Requirement:
Set down again exactly the lines of the listing below that fall between the line holding "Expected behaviour: mark a point on the meadow, one" and the line holding "Expected behaviour: mark a point on the pine", inclusive.

Exercise material:

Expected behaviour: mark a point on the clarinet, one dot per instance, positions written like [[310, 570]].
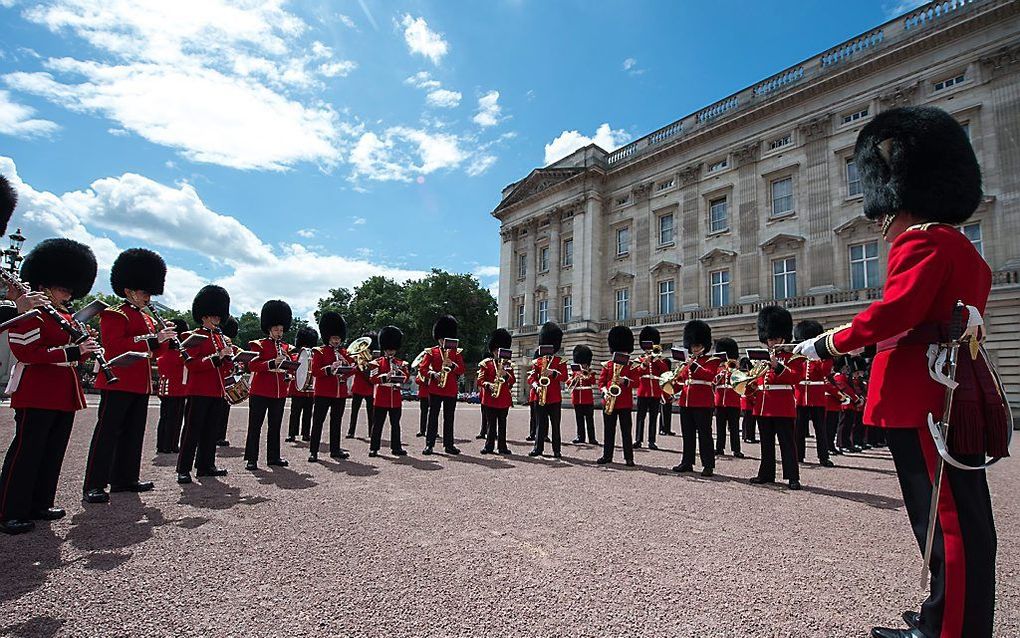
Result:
[[75, 335]]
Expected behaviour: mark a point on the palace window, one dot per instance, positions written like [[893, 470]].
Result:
[[864, 265], [784, 278], [719, 284]]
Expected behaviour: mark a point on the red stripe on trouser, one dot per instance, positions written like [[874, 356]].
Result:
[[955, 579]]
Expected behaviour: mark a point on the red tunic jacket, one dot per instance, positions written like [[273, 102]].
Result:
[[123, 329], [930, 266], [267, 380], [487, 375], [44, 377], [434, 361], [327, 383]]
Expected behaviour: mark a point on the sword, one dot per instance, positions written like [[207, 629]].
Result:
[[956, 332]]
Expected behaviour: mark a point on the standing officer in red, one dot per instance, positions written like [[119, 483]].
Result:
[[811, 401], [207, 362], [920, 175], [44, 387], [330, 367], [616, 381], [698, 397], [581, 386], [301, 402], [649, 392], [115, 452], [171, 391], [727, 401], [496, 380], [443, 365], [269, 384], [388, 377]]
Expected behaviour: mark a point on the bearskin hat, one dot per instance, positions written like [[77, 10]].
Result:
[[138, 268], [918, 158], [551, 335], [808, 329], [500, 339], [697, 332], [275, 312], [728, 347], [62, 262], [649, 334], [8, 199], [391, 338], [231, 327], [211, 301], [582, 354], [307, 337], [445, 328], [774, 323], [332, 325], [621, 339]]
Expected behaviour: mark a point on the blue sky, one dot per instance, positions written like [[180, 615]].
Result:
[[284, 148]]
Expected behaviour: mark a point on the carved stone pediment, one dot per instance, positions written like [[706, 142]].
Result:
[[717, 255], [781, 242]]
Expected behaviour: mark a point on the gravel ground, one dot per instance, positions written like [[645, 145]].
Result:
[[478, 546]]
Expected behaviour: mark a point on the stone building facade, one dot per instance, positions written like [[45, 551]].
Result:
[[755, 199]]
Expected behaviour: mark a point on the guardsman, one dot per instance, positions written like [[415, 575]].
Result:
[[171, 391], [44, 387], [649, 393], [269, 384], [698, 397], [581, 385], [301, 402], [207, 362], [496, 380], [443, 365], [727, 401], [775, 405], [330, 367], [115, 452], [616, 381], [810, 394], [920, 175]]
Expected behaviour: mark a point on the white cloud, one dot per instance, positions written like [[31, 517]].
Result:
[[567, 142], [443, 98], [422, 40], [489, 109], [16, 119]]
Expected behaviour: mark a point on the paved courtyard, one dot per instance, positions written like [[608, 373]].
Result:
[[478, 546]]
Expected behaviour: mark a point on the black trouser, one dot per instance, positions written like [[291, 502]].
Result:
[[962, 597], [115, 452], [32, 468], [335, 407], [301, 415], [449, 405], [496, 428], [422, 414], [378, 418], [202, 416], [257, 408], [748, 425], [696, 428], [356, 401], [584, 415], [171, 419], [549, 419], [727, 419], [650, 406], [816, 413], [609, 434], [781, 428]]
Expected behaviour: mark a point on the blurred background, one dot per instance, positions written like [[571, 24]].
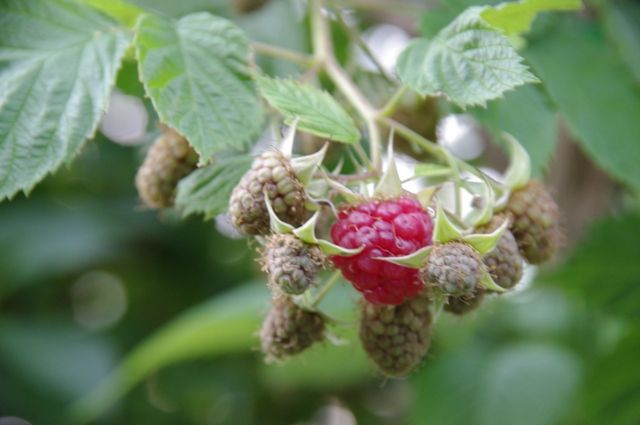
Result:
[[113, 314]]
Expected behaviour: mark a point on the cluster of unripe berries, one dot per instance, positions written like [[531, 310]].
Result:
[[398, 301]]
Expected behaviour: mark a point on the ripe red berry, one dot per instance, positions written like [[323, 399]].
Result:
[[386, 228]]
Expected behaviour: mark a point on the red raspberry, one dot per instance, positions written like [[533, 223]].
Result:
[[388, 228]]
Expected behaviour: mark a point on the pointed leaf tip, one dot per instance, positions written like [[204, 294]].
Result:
[[519, 171], [487, 282], [305, 166], [390, 185]]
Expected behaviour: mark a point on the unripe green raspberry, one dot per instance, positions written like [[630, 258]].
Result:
[[504, 262], [455, 268], [464, 303], [290, 263], [396, 338], [288, 330], [534, 222], [169, 159], [270, 172]]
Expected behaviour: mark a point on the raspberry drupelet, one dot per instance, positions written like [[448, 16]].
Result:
[[386, 228]]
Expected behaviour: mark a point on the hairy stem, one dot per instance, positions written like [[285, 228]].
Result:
[[326, 288], [282, 53], [426, 144], [401, 7], [323, 53], [393, 103]]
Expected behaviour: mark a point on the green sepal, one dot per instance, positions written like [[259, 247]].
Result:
[[305, 166], [307, 233], [317, 188], [432, 170], [486, 242], [425, 196], [390, 185], [487, 282], [482, 215], [445, 231], [439, 300], [519, 171], [348, 194], [414, 260], [277, 225]]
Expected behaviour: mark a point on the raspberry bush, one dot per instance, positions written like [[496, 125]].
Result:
[[414, 235]]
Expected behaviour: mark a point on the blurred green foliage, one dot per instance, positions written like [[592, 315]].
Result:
[[563, 351]]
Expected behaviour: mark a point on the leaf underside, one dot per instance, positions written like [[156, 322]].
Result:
[[468, 61], [208, 189], [196, 72], [316, 111], [58, 62]]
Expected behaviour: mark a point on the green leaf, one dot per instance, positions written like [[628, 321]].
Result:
[[519, 172], [525, 384], [468, 61], [604, 268], [317, 111], [390, 185], [528, 384], [58, 62], [55, 355], [121, 10], [225, 324], [196, 72], [572, 57], [515, 18], [208, 189], [537, 134]]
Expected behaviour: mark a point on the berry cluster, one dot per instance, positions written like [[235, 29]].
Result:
[[405, 255]]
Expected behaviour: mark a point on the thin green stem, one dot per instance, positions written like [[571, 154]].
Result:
[[323, 53], [326, 288], [393, 103], [282, 53], [426, 144], [355, 36], [401, 7]]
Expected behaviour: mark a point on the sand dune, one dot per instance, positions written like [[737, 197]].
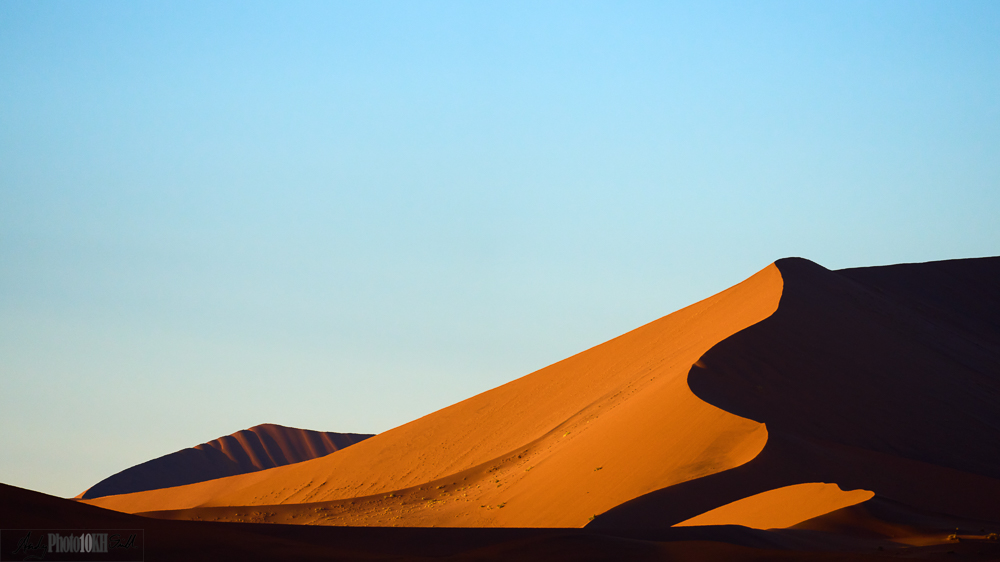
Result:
[[258, 448], [882, 381], [553, 448], [781, 507]]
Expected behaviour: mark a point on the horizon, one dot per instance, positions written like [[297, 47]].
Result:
[[345, 217]]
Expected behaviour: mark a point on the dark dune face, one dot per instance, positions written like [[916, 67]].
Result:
[[258, 448], [882, 378]]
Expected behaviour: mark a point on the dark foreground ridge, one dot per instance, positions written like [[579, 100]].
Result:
[[198, 540], [258, 448]]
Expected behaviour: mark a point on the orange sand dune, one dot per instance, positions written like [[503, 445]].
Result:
[[879, 379], [781, 507], [260, 447], [884, 379], [553, 448]]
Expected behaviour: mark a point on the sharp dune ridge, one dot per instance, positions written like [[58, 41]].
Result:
[[257, 448], [798, 387]]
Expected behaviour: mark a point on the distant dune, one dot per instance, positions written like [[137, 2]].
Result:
[[794, 396], [258, 448]]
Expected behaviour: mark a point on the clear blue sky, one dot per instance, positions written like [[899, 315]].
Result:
[[344, 216]]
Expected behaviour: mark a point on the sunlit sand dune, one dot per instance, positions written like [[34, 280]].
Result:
[[783, 400], [553, 448], [781, 507]]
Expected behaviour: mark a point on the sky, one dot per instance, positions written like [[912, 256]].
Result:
[[343, 216]]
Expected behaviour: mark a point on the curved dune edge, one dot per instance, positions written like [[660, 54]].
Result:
[[550, 449], [781, 507]]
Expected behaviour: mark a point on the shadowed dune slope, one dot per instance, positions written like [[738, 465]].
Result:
[[781, 507], [884, 379], [552, 448], [258, 448]]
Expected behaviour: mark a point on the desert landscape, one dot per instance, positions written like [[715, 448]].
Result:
[[803, 414]]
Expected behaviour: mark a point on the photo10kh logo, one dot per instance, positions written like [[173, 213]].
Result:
[[84, 542]]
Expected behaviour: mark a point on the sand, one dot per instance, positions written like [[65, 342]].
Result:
[[789, 398], [258, 448], [553, 448]]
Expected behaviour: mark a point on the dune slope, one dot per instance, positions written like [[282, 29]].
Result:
[[258, 448], [884, 379], [553, 448]]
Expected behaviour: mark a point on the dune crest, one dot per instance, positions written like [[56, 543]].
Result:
[[883, 378], [553, 448], [781, 507], [249, 450]]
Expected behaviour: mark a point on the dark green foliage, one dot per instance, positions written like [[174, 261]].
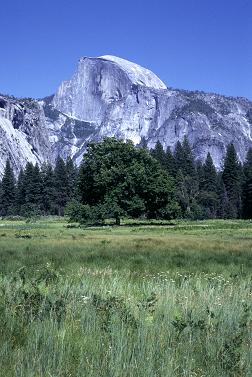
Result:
[[119, 180], [208, 197], [49, 190], [7, 200], [232, 178], [247, 186], [124, 180], [61, 186], [170, 163], [159, 154]]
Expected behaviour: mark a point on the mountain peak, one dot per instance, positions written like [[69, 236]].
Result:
[[137, 74]]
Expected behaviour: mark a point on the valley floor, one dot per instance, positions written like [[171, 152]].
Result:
[[141, 300]]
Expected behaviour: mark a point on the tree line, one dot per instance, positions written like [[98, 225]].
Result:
[[117, 179]]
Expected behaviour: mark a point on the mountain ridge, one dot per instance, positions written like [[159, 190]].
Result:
[[103, 99]]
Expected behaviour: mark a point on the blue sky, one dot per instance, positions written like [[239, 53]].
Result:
[[189, 44]]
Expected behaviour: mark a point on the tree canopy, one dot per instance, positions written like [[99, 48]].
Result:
[[125, 181]]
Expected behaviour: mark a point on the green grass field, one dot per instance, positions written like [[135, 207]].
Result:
[[141, 300]]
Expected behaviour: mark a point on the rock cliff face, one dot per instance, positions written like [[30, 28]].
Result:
[[109, 96]]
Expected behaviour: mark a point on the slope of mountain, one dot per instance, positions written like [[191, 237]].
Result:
[[110, 96]]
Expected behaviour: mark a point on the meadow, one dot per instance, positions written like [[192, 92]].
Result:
[[140, 300]]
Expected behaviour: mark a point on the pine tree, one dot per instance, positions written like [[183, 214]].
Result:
[[223, 209], [72, 173], [189, 163], [7, 201], [48, 190], [33, 190], [209, 175], [60, 184], [159, 154], [170, 163], [247, 187], [208, 198], [179, 157], [20, 192], [232, 178]]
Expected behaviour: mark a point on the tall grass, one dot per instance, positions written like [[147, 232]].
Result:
[[112, 302]]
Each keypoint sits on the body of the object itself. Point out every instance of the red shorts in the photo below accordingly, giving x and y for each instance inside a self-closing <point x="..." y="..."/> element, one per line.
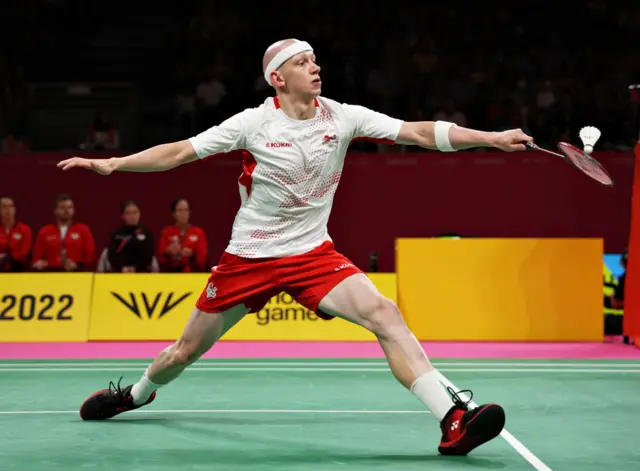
<point x="307" y="278"/>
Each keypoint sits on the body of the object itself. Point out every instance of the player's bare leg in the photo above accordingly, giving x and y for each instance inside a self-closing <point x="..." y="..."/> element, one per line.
<point x="358" y="300"/>
<point x="200" y="334"/>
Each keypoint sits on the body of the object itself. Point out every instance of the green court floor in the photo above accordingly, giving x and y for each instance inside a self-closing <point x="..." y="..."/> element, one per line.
<point x="316" y="415"/>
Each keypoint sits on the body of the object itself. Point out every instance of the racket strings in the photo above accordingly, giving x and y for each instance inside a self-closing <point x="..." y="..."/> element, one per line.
<point x="586" y="163"/>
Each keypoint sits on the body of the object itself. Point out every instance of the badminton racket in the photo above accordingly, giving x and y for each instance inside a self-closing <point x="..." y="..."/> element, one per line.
<point x="579" y="159"/>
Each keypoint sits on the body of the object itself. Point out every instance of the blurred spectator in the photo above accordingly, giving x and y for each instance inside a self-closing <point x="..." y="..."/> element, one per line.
<point x="131" y="248"/>
<point x="182" y="246"/>
<point x="65" y="245"/>
<point x="103" y="134"/>
<point x="15" y="239"/>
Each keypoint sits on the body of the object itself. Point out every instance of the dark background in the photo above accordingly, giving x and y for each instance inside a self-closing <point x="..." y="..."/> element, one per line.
<point x="547" y="67"/>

Answer for this exercise:
Expected behaviour: mark a point on the meadow, one dot per instance, positions written like [[192, 92]].
Result:
[[140, 300]]
Expected behaviour: mark a point on the pine tree, one dot per instance, positions written like [[183, 214]].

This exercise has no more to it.